*EXERCISE INSTRUCTIONS*
Transcribe, word for word, the portion of the Fathers Day essay below that begins with the words containing "It being Fathers" and ends with "antler. Golly gee.".

*GIVEN PASSAGE*
A Wild Rose on Fathers Day

We stepped confidently through the field, Pema and I, the grass low on our ankles. Three years ago the grass had been deep green, waist high, and Pema, being only three, was often underneath. I held her. There are so many memories in this field. But today the grass was short and Pema easily walked ahead of me. Mown for hay last fall, the spring has been dry, achingly dry, and the field has not been irrigated. It was now mid-June and the grass was brittle, gold and brown, with hardly any signs of new growth. In the distance, the mountains were green. Gray clouds lingered on the ridges.

 

It being Fathers Day, we kept with tradition. We had stopped outside our old one-room cabin, searched out the old haunts, the acequia, the abandoned bathtub, the salamanders, and were now heading through the field up the mountain to pick roses. “Look, Dad,” Pema said. I glanced at the branch on the ground, then realized it wasn’t a branch. It was an elk antler. Golly gee.

 

Three years ago, my wife and I separated. It was difficult, but a friendly break. We had spent four and a half years on this mountain, the last two with Pema, but had since been living in town. For various reasons, the separation brought us back to the mountain, though in separate quarters. Pema hadn’t yet developed the sense that moms and dads always live together. Besides, we were together plenty, walking back and forth from our little cabin, which we dubbed the Spring Peeper after a common frog, to Mama’s little cabin in the intentional community that had brought us here in the first place. We were accustomed to rustic living, where the kitchen and bath might be a quarter mile from one’s house. Now, it was as if the whole mountain were our home.

*DATASET EXCERPTS*
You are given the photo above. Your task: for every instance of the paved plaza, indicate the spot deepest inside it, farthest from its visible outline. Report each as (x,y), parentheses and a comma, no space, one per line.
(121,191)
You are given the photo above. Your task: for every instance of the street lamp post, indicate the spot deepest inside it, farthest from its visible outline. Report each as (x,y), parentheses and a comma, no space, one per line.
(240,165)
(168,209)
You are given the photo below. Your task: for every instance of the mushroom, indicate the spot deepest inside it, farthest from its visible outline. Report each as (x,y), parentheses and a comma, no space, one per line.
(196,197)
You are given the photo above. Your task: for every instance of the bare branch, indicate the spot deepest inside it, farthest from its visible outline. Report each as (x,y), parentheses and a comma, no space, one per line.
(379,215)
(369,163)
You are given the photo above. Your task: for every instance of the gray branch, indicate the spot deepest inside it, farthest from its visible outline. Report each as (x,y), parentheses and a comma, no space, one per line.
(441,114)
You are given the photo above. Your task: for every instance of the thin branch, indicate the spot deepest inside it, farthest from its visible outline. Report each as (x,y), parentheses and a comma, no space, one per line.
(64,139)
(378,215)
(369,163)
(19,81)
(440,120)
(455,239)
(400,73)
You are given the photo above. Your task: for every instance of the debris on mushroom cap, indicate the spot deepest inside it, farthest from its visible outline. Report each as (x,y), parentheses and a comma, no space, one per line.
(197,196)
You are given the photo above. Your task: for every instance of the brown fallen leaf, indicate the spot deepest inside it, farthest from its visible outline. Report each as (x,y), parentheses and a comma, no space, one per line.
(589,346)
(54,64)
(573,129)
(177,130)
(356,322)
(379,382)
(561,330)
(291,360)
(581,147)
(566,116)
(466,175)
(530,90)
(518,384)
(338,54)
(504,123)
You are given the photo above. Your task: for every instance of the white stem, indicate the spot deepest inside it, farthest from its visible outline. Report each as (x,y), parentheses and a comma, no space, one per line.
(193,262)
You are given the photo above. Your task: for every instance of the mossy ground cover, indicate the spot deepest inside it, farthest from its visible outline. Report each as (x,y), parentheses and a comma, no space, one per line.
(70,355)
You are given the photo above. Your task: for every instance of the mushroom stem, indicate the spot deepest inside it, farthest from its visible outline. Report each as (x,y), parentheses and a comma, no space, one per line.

*OUTPUT OF THE EXERCISE*
It being Fathers Day, we kept with tradition. We had stopped outside our old one-room cabin, searched out the old haunts, the acequia, the abandoned bathtub, the salamanders, and were now heading through the field up the mountain to pick roses. “Look, Dad,” Pema said. I glanced at the branch on the ground, then realized it wasn’t a branch. It was an elk antler. Golly gee.